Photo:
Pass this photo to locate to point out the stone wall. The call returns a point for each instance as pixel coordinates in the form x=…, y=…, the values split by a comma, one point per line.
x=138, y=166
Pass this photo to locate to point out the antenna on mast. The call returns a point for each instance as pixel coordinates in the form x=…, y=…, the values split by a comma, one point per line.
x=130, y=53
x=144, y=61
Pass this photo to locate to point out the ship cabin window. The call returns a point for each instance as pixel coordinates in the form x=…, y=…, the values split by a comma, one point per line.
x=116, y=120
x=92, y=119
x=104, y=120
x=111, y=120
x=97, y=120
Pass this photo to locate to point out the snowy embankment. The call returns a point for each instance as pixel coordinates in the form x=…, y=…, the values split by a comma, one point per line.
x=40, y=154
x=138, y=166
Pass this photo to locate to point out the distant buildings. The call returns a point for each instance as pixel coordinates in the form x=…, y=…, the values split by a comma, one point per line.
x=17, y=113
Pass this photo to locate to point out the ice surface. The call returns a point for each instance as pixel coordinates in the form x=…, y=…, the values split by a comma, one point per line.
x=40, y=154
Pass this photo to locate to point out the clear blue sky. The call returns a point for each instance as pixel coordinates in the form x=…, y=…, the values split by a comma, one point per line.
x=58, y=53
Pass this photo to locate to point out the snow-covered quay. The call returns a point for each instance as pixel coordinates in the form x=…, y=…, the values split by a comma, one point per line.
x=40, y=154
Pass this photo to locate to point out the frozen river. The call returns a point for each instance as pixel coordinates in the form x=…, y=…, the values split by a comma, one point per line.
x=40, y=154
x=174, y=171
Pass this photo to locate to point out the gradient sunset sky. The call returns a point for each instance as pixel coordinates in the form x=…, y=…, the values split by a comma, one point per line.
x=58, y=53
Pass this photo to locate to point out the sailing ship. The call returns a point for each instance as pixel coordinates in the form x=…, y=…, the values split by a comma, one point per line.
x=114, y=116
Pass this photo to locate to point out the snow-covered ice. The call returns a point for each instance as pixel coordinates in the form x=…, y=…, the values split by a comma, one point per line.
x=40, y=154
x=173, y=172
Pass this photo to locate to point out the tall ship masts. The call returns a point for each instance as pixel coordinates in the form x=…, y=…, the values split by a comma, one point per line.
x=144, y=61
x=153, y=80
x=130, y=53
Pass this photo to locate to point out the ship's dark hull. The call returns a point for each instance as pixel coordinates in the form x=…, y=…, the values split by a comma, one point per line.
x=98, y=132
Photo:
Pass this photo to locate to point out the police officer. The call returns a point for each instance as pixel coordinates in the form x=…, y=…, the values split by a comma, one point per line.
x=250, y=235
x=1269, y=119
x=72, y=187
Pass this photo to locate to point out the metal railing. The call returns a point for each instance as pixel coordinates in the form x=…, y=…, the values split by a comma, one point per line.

The task:
Your answer must be the full set of records above, reproduced exactly.

Result below:
Photo:
Pass this photo to locate to point out the stone wall. The call returns a point for each instance as pixel coordinates in the form x=…, y=…, the values split by a comma, one point per line.
x=138, y=166
Pass this photo to locate to point out the antenna on mast. The call returns a point for each instance as pixel coordinates in the form x=…, y=…, the values split by a comma, one point per line.
x=130, y=53
x=144, y=61
Pass this photo to locate to point out the ship cabin window. The call returns a point for each instance as pixel coordinates in the form x=…, y=…, the values split by a comma, one point per line.
x=116, y=120
x=92, y=119
x=104, y=120
x=111, y=120
x=97, y=120
Pass this photo to locate to point out the snowy embankment. The call returns a point for each instance as pixel coordinates in the form x=…, y=…, the values split by a comma, one point per line.
x=40, y=154
x=138, y=166
Pass this photo to locate to point out the distant buildings. The call returns a point for each instance as pixel coordinates in the form x=…, y=…, the values split by a comma, one point per line.
x=17, y=113
Pass this photo to locate to point out the ice surface. The call returns a point for each instance as pixel coordinates in the form x=…, y=…, the values split by a comma, one point per line.
x=40, y=154
Pass this photo to locate to point out the clear blue sky. The call returns a point for each instance as pixel coordinates in the form x=…, y=…, the values split by a comma, one point per line.
x=58, y=53
Pass this photo to locate to point out the snow-covered quay. The call returns a point for each instance as pixel coordinates in the form x=…, y=…, the values split by a comma, one point per line.
x=40, y=154
Pass this photo to locate to point out the frozen river. The call returns a point for each instance as pixel coordinates in the form x=…, y=…, the values split by a comma, one point per line.
x=40, y=154
x=174, y=171
Pass this photo to locate to point out the gradient sunset sky. The call returns a point for each instance as pixel coordinates in the form x=…, y=…, the values split by a comma, one point per line.
x=58, y=53
Pass this photo to locate to point out the sailing ship. The call returns a point for each instance as pixel coordinates in the form x=…, y=…, the values split by a comma, one point per line.
x=114, y=116
Pass this photo to locate to point out the snow-covered ice. The call returns a point for each instance as pixel coordinates in the form x=…, y=…, the values split by a comma, one point per line.
x=40, y=154
x=173, y=172
Pass this photo to locate to point out the tall ship masts. The call returns a point for each instance as pixel coordinates in the form x=…, y=…, the values split by a comma, one point per line.
x=144, y=61
x=153, y=80
x=130, y=53
Pass this photo to locate to point out the ship's dark hull. The call returns a point for each instance as pixel coordinates in the form x=…, y=…, the values split by a comma, one point per line.
x=98, y=132
Photo:
Pass this photo to locate to point out the police officer. The call returns a point for each instance as pixel coordinates in the form x=…, y=…, the values split by a comma, one point per line.
x=250, y=235
x=1269, y=119
x=72, y=187
Pass this photo to locate to point out the metal railing. The call returns a point for each instance as pixel coordinates in the form x=…, y=…, the values split by a comma, one point per line.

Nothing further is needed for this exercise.